**Il tuo compito:** Copia alla lettera il passo dell'articolo sul concerto dei Korabeat che comincia con "Gianni Denitto: sax" e prosegue fino a "suonano i Korabeat.".

**Testo da leggere:**

Korabeat a Casale Monferrato: un concerto sospeso tra passato e futuro

Foto: Anna Cotti










Korabeat a Casale Monferrato: un concerto sospeso tra passato e futuro


Casale Monferrato, Società Canottieri Casale – 23.2.2017


Cheikh Fall: kora, voce

Gianni Denitto: sax alto

Andrea Di Marco: basso elettrico

Badara Dieng: percussioni, sabar, djembè, tama

Sam Mbaye: batteria


23 febbraio: giovedì grasso! Alla Società Canottieri Casale stasera suonano i Korabeat.


Ben oltre mezzo secolo fa, quando esistevano le sale da ballo o le arene estive e le discoteche non ancora all’orizzonte, il salone della Canottieri era al top fra i locali monferrini. È tuttora presente e molto viva la Società, però con una vocazione più di indirizzo sportivo, tra tennis, canottaggio, scherma: la musica e il ballo non sono certo stati dimenticati, passati in secondo piano forse. Negli anni cinquanta, l’apertura primaverile dei festeggiamenti culminava con un mitico veglione mascherato conosciuto in zona con il titolo “Dal Po al Nilo”, forse per dare un tocco esotico agli ultimi giorni di carnevale. Il poter partecipare era un segno di distinzione; altri momenti, altri valori in gioco, una condivisione di vivere civile tutta da sviluppare. C’era tanto lavoro da fare, ma anche tanta voglia di meritato divertimento.


Al presente tutto è cambiato ma la gente, per sentirsi viva, necessita di integrazione con nuove realtà che riflettono culture diverse; il tessuto umano è suscettibile di modifiche che si devono comprendere ed interpretare. Lo sport e la musica sono di stimolo al confronto, alla fratellanza e vanno in senso opposto a certe tendenze di isolamento e chiusura. Lo stare insieme genererà valore, la divisione solamente invidia ed egoismo. Le generazioni precedenti – vi appartengo – sentivano maggiormente la spinta a stare insieme, in armonia, per costruire un futuro, per sé e i propri figli, migliore di quello vissuto tra guerre e miseria. Si avvertiva il desiderio di poter avere, dopo tanti sacrifici, anche momenti di sano svago in compagnia, fra musica e ballo, con altra musica che è naturalmente profondamente cambiata, perché siamo noi che cambiamo, il mondo cambia continuamente e, purtroppo, non sempre al meglio. Nell’ascoltare i Korabeat, stasera in questi locali, mi ha dato la sensazione – stupenda – di vivere sospeso tra passato e futuro… In crescendo però, in modo direttamente proporzionale al comune desiderio di vivere la nostra vita con pienezza; e tutto queste cose dipendono, individualmente, solo da ciascuno di noi. Quindi un sincero grazie alla Società Canottieri che ha aperto le sue strutture per una serata musicale, rendendole disponibili gratuitamente per la cittadinanza nell’ospitare tale avvenimento di alto contenuto socio-culturale e non solamente di contingente attualità.

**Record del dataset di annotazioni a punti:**
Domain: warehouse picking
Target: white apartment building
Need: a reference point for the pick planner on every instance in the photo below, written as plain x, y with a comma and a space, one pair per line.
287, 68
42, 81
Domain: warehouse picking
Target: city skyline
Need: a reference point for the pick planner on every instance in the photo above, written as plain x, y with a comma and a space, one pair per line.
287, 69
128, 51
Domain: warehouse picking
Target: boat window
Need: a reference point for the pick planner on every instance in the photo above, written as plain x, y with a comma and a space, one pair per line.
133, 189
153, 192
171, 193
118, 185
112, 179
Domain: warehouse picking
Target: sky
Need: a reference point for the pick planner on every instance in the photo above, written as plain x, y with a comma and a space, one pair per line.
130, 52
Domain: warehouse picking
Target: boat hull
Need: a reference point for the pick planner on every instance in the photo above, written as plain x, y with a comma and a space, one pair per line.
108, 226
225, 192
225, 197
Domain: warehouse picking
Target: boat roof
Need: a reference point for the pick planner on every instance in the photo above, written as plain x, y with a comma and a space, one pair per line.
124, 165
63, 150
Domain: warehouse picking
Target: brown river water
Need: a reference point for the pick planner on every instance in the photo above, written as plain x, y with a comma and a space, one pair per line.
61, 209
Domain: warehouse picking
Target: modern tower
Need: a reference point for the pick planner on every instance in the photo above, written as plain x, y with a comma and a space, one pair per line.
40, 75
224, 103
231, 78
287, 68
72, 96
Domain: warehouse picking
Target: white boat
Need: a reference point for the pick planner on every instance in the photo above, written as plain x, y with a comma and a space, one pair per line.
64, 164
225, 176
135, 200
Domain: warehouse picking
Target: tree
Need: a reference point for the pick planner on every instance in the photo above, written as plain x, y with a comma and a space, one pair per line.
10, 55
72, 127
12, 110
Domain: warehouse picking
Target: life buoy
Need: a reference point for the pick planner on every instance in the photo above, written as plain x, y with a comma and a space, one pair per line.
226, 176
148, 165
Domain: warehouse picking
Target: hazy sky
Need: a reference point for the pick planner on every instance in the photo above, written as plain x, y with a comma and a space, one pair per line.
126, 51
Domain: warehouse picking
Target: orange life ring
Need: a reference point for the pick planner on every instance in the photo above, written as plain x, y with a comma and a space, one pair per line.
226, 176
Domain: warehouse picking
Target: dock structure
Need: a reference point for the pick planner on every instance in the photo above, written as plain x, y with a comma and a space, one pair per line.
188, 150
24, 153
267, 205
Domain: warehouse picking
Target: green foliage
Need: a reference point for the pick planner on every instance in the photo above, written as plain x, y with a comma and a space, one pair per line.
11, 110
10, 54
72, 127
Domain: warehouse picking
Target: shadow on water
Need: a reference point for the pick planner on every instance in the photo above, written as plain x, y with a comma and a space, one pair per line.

**Risposta al compito:**
Gianni Denitto: sax alto

Andrea Di Marco: basso elettrico

Badara Dieng: percussioni, sabar, djembè, tama

Sam Mbaye: batteria


23 febbraio: giovedì grasso! Alla Società Canottieri Casale stasera suonano i Korabeat.